__Provided passage__
========

If anybody's still looking for the belt(s), I got mine at Grainger.  These fit the stock pulleys, so if your pulley diameter is different, you'll need to allow for it.

Spindle belt:  Dayton 5L270G
Motor belt:  Dayton4L330H


----------



## wa5cab

Which model is your mill?  Base, A, B or C?  Because the pulleys are different for the different models, the belts may be different.


----------



## HalcyonDaze

Mine is an MFC.  The motor pulley is part# 10-428 and the counter shaft pulley is part# L2-679B.  The centerline of the two shafts is currently 9.5 inches c/c, adjustable.

My manual covers just about every model of the machine, and nearly all the parts are the same between the models.  They appear to have the same motor pulley on all the models, different counter shaft pulleys on differing models, the L2-679B is on models MFC, MIC, and MHC.

========

__Recorded information__
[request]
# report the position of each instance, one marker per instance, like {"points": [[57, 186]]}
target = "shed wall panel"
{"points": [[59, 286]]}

========

__Problems and tasks__
1: In the mill belt thread, rewrite the paragraph that begins "My manual covers" as a short bulleted list that keeps its main facts.
2: Say whether each statement agrees with the mill belt thread, answering yes or no and quoting the words of the thread that decide it: (a) The belts were bought at Grainger. (b) The distance between the centerlines of the two shafts is fixed. (c) Every model uses the same counter shaft pulley.
3: Reproduce everything in the mill belt thread from "## HalcyonDaze" down to "inches c/c, adjustable.".
None of the data above has any role here.

__Results for each task__
1:
- The manual covers nearly every model of the machine.
- Nearly all parts are the same across models.
- The motor pulley appears to be the same on all models.
- The counter shaft pulleys differ between models.
- Pulley L2-679B is used on models MFC, MIC, and MHC.

2:
(a) Yes: "I got mine at Grainger."
(b) No: "currently 9.5 inches c/c, adjustable."
(c) No: "different counter shaft pulleys on differing models."

3:
## HalcyonDaze

Mine is an MFC.  The motor pulley is part# 10-428 and the counter shaft pulley is part# L2-679B.  The centerline of the two shafts is currently 9.5 inches c/c, adjustable.